_Set problem_
Please find every line in the lines below that contains the word "dirt" and copy each one.

— begin —

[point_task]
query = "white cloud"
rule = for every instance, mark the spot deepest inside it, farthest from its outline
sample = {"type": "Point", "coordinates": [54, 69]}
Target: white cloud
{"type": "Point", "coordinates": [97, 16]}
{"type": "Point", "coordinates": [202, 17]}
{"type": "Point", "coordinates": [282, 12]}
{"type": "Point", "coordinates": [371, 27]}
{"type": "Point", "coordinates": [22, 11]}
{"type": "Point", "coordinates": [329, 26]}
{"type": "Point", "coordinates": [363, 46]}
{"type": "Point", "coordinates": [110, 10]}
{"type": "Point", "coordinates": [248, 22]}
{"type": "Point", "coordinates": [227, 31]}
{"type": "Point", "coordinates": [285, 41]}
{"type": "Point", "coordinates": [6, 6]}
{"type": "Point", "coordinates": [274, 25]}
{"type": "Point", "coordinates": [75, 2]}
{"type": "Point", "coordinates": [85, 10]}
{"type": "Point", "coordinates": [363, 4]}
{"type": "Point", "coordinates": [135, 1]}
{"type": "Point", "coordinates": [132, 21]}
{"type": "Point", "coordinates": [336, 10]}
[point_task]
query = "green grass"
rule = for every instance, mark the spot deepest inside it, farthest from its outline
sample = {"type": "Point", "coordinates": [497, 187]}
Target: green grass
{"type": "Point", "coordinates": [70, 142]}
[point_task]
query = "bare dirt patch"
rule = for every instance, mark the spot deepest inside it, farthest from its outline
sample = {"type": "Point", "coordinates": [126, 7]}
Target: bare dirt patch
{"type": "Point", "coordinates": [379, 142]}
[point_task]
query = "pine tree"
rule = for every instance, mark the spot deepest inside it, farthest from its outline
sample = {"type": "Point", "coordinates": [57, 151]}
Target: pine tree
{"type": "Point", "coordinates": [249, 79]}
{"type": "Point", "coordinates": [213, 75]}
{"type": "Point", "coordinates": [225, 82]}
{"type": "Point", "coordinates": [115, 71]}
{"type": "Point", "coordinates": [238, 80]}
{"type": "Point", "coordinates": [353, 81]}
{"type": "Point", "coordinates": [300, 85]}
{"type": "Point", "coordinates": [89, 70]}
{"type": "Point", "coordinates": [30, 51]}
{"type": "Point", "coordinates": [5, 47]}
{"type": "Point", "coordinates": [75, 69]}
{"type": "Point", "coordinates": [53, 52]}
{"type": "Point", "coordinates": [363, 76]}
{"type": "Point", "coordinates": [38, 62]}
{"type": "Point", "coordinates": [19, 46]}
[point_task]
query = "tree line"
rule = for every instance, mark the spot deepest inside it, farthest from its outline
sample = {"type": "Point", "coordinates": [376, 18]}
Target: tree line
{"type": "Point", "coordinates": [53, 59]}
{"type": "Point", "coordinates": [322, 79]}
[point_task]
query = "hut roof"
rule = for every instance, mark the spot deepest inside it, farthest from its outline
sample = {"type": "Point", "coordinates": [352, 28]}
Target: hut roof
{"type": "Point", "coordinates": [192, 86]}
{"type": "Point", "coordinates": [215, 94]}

— end —

_The completed task_
query = "bare dirt patch"
Target: bare dirt patch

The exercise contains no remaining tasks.